PROBLEM REQUIREMENTS:
Print out the full listing, exactly.

INPUT DATA:

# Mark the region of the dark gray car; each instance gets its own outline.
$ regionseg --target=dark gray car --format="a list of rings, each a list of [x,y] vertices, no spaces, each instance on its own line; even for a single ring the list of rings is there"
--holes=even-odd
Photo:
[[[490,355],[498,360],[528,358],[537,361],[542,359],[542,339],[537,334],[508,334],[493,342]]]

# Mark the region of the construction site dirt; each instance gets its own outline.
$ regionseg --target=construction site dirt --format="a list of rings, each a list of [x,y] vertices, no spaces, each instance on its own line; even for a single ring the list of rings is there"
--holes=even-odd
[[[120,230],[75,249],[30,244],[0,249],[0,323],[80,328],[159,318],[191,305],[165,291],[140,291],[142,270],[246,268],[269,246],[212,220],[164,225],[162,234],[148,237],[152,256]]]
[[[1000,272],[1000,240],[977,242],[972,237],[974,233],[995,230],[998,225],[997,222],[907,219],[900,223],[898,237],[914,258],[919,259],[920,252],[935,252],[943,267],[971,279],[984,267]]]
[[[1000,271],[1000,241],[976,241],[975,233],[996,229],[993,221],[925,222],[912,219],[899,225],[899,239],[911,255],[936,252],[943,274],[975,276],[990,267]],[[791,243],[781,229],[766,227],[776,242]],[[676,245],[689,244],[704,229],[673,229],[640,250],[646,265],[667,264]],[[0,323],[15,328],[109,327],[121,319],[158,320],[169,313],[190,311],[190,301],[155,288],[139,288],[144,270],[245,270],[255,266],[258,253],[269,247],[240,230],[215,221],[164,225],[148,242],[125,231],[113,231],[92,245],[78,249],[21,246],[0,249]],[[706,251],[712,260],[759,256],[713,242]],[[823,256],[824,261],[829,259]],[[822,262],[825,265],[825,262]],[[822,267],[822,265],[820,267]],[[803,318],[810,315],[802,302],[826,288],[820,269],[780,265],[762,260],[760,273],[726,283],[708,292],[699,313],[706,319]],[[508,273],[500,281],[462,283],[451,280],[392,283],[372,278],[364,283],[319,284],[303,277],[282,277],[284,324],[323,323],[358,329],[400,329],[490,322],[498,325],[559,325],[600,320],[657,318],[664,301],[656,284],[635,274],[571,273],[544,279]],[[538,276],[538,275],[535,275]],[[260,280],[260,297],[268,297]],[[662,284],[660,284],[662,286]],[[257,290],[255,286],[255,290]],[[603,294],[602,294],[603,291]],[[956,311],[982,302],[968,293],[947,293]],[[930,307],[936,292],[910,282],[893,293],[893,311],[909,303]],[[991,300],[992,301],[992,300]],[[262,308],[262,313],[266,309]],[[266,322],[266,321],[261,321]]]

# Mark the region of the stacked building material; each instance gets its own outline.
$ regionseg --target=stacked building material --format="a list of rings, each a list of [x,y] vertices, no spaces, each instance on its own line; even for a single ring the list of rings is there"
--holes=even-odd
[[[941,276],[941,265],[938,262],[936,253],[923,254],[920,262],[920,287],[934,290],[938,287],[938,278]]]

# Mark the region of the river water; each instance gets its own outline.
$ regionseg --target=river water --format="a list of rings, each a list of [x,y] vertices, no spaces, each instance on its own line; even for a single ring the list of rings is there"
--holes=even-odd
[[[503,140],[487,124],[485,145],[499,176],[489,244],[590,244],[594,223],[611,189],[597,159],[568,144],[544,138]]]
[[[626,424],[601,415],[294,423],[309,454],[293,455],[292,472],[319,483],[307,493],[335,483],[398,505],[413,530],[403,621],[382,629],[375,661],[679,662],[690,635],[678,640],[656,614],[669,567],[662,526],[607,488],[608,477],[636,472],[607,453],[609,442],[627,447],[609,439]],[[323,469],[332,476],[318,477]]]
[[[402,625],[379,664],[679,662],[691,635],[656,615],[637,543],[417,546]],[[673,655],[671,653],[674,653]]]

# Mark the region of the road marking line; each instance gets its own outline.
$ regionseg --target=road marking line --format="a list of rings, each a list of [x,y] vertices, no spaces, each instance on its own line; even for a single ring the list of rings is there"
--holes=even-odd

TASK ANSWER:
# Mark the region of the dark gray car; each instance gets its own outline.
$ regionseg --target=dark gray car --format="a list of rings, each a list of [x,y] vertices, no spaces, each instance on its own line; even for a single ring the list of rings is there"
--holes=even-odd
Photo:
[[[490,355],[498,360],[528,358],[537,361],[542,359],[542,339],[537,334],[508,334],[493,342]]]

# Mark the region of the construction site dirt; each instance gets its own outline.
$ regionseg --target=construction site dirt --format="a list of rings, each a list of [x,y] vertices, no spaces, each instance on its own line; even for a single ring the list of rings is there"
--holes=even-odd
[[[120,230],[75,249],[30,244],[0,249],[0,323],[80,328],[159,318],[191,305],[165,291],[140,291],[142,270],[246,268],[269,246],[212,220],[164,225],[162,234],[148,237],[152,256]]]
[[[1000,272],[1000,240],[977,242],[972,237],[974,233],[995,230],[998,225],[997,222],[907,219],[900,223],[898,237],[914,258],[919,259],[920,252],[935,252],[943,267],[971,279],[984,267]]]
[[[1000,271],[1000,241],[976,241],[975,233],[996,229],[993,221],[925,222],[912,219],[899,225],[899,239],[911,255],[936,252],[943,274],[975,276],[990,267]],[[791,243],[781,229],[766,227],[776,242]],[[676,245],[689,244],[704,229],[673,229],[640,250],[646,265],[667,264]],[[0,323],[15,328],[109,327],[121,319],[158,320],[169,313],[190,311],[190,301],[155,288],[139,288],[144,270],[245,270],[255,266],[258,253],[269,247],[240,230],[215,221],[164,225],[148,242],[125,231],[113,231],[92,245],[78,249],[21,246],[0,249]],[[706,251],[712,260],[759,256],[713,242]],[[823,256],[824,261],[829,259]],[[822,262],[825,265],[825,262]],[[822,267],[822,265],[820,267]],[[803,318],[810,315],[802,302],[826,288],[820,269],[780,265],[762,260],[760,273],[726,283],[708,292],[699,313],[706,319]],[[508,273],[500,281],[462,283],[451,280],[392,283],[372,278],[364,283],[319,284],[303,277],[282,277],[284,324],[323,323],[358,329],[400,329],[490,322],[498,325],[559,325],[600,320],[657,318],[664,301],[656,284],[635,274],[571,273],[544,279]],[[538,276],[538,275],[535,275]],[[260,280],[260,297],[268,297]],[[662,284],[660,284],[662,286]],[[257,290],[255,286],[255,290]],[[603,294],[602,294],[603,291]],[[956,311],[982,302],[968,293],[947,293]],[[930,307],[936,292],[910,282],[893,293],[893,311],[909,303]],[[991,300],[992,301],[992,300]],[[262,308],[262,313],[266,309]],[[266,322],[266,321],[261,321]]]

# Mark the region of the stacked building material; each instance gets its own outline.
$ regionseg --target=stacked building material --format="a list of rings, each a list of [x,y] vertices, no spaces, each instance on its own line; even for a single ring the list of rings is there"
--holes=even-odd
[[[941,276],[941,265],[938,262],[936,253],[923,254],[920,262],[920,287],[934,290],[938,287],[938,278]]]

# Mark the region of the river water; each instance gets its own outline.
$ regionseg --target=river water --format="a list of rings, each a list of [x,y] vertices, no spaces, each instance on its own line; even for a single ring the list of rings is there"
--holes=even-odd
[[[503,140],[487,124],[485,145],[499,176],[489,244],[590,244],[594,223],[611,189],[597,159],[568,144],[544,138]]]
[[[626,424],[601,415],[294,423],[309,454],[293,455],[292,472],[319,483],[307,493],[335,483],[398,505],[413,530],[403,621],[382,629],[375,661],[679,662],[690,635],[678,640],[656,614],[669,567],[662,526],[607,488],[608,477],[636,472],[607,453],[609,442],[627,447],[609,439]],[[323,469],[332,476],[318,477]]]
[[[402,625],[379,664],[679,662],[691,635],[656,615],[637,543],[417,546]],[[673,655],[671,653],[674,653]]]

# Mark the region of the road marking line; each instance gets its own outline.
$ regionseg --target=road marking line --format="a list of rings, each a list of [x,y] vertices, no spaces, each instance on its own line; even for a single ring the list of rings is there"
--holes=even-odd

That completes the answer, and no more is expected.